Records from a dataset
- - -

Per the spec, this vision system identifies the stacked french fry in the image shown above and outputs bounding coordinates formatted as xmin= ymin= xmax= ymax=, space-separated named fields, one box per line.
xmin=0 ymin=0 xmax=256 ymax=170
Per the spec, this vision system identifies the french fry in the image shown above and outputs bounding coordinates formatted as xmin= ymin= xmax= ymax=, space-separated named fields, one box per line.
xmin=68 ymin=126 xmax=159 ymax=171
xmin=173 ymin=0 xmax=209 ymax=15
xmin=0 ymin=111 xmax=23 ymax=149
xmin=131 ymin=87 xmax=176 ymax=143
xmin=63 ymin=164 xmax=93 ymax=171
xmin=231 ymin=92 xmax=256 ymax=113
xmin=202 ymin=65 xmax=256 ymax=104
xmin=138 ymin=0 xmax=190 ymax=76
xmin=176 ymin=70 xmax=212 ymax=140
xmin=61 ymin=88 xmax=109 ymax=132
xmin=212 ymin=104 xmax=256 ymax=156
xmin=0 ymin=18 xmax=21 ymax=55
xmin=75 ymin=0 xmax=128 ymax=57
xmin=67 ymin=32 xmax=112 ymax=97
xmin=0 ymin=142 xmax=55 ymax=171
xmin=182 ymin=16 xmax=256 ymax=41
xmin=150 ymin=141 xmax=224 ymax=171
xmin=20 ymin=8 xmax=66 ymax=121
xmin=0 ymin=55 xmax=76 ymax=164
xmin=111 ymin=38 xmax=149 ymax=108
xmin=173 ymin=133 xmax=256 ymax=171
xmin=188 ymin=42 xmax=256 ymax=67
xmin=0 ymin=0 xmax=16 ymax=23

- - -

- [Task to carry out]: Reproduce all of the records, keeping every character unchanged.

- [Response]:
Per the spec, this vision system identifies the stacked french fry in the image shown above and outputs bounding coordinates formatted as xmin= ymin= xmax= ymax=, space-separated named fields, one box per line.
xmin=0 ymin=0 xmax=256 ymax=170
Per the spec, this vision system identifies the french fry in the image shown above and outputs bounding coordinates formatted as xmin= ymin= xmax= ymax=, space-separated named fields, one box per line.
xmin=68 ymin=126 xmax=159 ymax=171
xmin=173 ymin=0 xmax=209 ymax=15
xmin=0 ymin=111 xmax=23 ymax=149
xmin=131 ymin=87 xmax=176 ymax=143
xmin=63 ymin=164 xmax=93 ymax=171
xmin=231 ymin=92 xmax=256 ymax=113
xmin=202 ymin=65 xmax=256 ymax=104
xmin=138 ymin=0 xmax=190 ymax=76
xmin=176 ymin=70 xmax=212 ymax=140
xmin=61 ymin=88 xmax=109 ymax=132
xmin=212 ymin=104 xmax=256 ymax=156
xmin=0 ymin=18 xmax=21 ymax=55
xmin=75 ymin=0 xmax=128 ymax=57
xmin=67 ymin=32 xmax=112 ymax=97
xmin=0 ymin=142 xmax=55 ymax=171
xmin=182 ymin=16 xmax=256 ymax=41
xmin=150 ymin=141 xmax=224 ymax=171
xmin=20 ymin=8 xmax=66 ymax=121
xmin=0 ymin=55 xmax=76 ymax=164
xmin=111 ymin=38 xmax=149 ymax=108
xmin=173 ymin=133 xmax=256 ymax=171
xmin=188 ymin=42 xmax=256 ymax=67
xmin=0 ymin=0 xmax=16 ymax=23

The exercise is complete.